The Journal of Extension - www.joe.org

February 2017 // Volume 55 // Number 1 // Feature // 1FEA3

Crop Consultants as "Climate Consultants": An Extension Opportunity for Climate Change Communication

Abstract
Extension personnel can augment climate change communication and efforts to decrease climate-related agricultural risks by engaging with producers' trusted information sources, including crop consultants. Through a survey of inland Pacific Northwest wheat producers and in-depth interviews with area crop consultants, we examined relationships among producers, crop consultants, and climate change education and adaptation. We found that crop consultants are poised to communicate climate change information to producers, given their strong relationships with producers, practice of promoting adaptive management based on science, and ability to connect climate change to immediate on-farm practices. However, success in leveraging crop consultants to achieve widespread climate change adaptation will depend largely on Extension's presenting the topic to them in accessible ways.


Leigh A. Bernacchi
Postdoctoral Researcher
Regional Approaches to Climate Change in Pacific Northwest Agriculture
University of Idaho
Moscow, Idaho
lbernacchi@ucmerced.edu

J. D. Wulfhorst
Professor
College of Agriculture and Life Sciences
University of Idaho
Moscow, Idaho
jd@uidaho.edu

Introduction

Agriculture is directly affected by climate and, therefore, climate change. Climate change affects the timing, location, and intensity of temperatures and precipitation, presenting opportunities and risks for agriculture (Anwar, Liu, Macadam, & Kelly, 2012). Climate change shifts growing seasons and changes precipitation patterns, requiring farmers of all crops to adapt to varying degrees of change.

Due to the political and scientific nature of the concept of climate change, communicating about it is challenging (Leiserowitz, Maibach, Roser-Renouf, & Smith, 2008; Ungar, 2000). Climate change communication scholars and practitioners have identified trust and personal relationships as valuable for conveying climate change realities; Extension educators can support local-level adaptation by engaging in outreach to intermediary, trusted, and targeted audiences who can help bring about cultural, practical, and institutional shifts in preparation for future climate conditions (Brugger & Crimmins, 2014).

In this article, we suggest that Extension educators work closely with crop consultants to increase the impact of climate change messaging on producers. Crop consultants are knowledgeable about individual on-farm management practices, skilled at adaptive management, closely connected to university extension through their undergraduate and continued education, discerning about scientific research methods, and aware of the effects of weather patterns and, to some extent, climate change on agriculture in their regions. They serve as agents of innovation for producers (Rogers, 2003), enabling adoption of new technologies. Extension educators could successfully engage in outreach with consultants by focusing on adaptive management, emphasizing scientific expertise, and, most importantly, communicating both short-term and long-term impacts of climate change, attending, in particular, to timing of on-farm practices and redefining the "new normal."

> Exercise directions
In the article on crop consultants and climate change, whom did the authors survey? The material that comes next is from a separate source.

> Dataset rows showing where objects appear
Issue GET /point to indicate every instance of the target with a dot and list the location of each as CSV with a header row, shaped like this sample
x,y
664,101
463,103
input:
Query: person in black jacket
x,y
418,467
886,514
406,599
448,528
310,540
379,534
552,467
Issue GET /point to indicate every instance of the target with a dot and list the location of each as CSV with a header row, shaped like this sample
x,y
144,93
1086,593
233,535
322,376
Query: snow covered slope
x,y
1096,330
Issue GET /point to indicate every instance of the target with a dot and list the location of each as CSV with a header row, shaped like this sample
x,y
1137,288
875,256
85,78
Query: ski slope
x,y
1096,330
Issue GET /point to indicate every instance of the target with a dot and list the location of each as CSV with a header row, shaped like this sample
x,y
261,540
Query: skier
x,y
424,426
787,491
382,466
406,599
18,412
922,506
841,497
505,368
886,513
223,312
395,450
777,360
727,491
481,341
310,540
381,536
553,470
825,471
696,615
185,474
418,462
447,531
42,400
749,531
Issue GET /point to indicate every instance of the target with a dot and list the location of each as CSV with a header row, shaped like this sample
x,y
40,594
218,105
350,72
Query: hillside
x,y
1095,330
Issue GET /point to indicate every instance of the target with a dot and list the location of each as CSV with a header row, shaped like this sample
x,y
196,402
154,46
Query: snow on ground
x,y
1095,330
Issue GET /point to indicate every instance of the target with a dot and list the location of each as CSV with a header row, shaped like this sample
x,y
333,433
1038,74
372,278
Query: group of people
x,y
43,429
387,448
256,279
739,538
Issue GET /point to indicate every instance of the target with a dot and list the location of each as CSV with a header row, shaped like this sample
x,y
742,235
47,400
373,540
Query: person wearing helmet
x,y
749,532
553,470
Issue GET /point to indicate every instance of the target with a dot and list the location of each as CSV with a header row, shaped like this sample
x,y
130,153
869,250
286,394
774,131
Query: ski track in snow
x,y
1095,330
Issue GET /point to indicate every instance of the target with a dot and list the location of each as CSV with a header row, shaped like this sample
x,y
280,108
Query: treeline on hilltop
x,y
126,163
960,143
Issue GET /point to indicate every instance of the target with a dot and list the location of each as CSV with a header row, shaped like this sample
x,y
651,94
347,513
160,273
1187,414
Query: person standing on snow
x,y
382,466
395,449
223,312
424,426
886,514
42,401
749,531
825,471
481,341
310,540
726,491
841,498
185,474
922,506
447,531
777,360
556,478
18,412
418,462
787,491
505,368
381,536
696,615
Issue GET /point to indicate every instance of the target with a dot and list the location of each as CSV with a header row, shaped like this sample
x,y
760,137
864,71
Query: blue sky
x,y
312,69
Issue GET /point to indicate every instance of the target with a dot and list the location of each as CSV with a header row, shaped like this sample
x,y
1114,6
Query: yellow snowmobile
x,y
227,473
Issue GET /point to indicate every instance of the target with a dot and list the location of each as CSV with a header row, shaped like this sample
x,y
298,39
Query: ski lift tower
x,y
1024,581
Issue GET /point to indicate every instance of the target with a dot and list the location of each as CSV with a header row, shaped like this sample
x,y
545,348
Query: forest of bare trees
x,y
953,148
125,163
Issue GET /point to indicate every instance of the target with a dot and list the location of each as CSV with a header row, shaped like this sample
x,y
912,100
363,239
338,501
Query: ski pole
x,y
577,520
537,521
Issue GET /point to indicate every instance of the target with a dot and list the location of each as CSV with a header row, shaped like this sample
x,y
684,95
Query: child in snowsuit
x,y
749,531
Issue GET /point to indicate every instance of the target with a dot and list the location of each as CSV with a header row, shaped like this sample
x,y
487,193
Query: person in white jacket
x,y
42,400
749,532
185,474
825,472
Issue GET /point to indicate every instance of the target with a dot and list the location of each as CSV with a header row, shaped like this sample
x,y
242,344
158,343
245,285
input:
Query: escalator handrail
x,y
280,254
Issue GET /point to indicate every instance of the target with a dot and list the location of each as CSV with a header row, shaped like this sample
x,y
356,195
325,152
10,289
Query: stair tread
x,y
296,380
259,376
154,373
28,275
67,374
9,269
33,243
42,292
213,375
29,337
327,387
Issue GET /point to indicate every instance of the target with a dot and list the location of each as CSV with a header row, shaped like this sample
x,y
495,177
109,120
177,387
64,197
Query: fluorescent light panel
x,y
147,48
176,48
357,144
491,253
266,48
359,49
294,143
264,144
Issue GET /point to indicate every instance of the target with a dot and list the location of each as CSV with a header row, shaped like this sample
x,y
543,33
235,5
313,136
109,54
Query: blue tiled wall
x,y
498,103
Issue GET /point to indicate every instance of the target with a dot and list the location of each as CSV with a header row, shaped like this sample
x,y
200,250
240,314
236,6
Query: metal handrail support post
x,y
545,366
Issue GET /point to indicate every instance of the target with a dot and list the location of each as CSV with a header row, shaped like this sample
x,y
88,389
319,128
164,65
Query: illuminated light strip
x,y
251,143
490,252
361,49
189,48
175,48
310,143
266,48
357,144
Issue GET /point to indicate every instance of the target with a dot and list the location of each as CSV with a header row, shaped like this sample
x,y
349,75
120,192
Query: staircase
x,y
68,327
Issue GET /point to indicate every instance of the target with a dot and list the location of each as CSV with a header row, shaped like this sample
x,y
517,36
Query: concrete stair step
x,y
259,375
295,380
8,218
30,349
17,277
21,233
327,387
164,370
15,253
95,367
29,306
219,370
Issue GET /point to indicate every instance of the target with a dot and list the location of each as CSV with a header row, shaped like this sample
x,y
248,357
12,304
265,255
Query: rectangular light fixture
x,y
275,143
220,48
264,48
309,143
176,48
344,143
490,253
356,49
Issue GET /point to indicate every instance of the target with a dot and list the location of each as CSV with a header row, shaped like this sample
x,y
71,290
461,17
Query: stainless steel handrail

> Exercise solution
Inland Pacific Northwest wheat producers.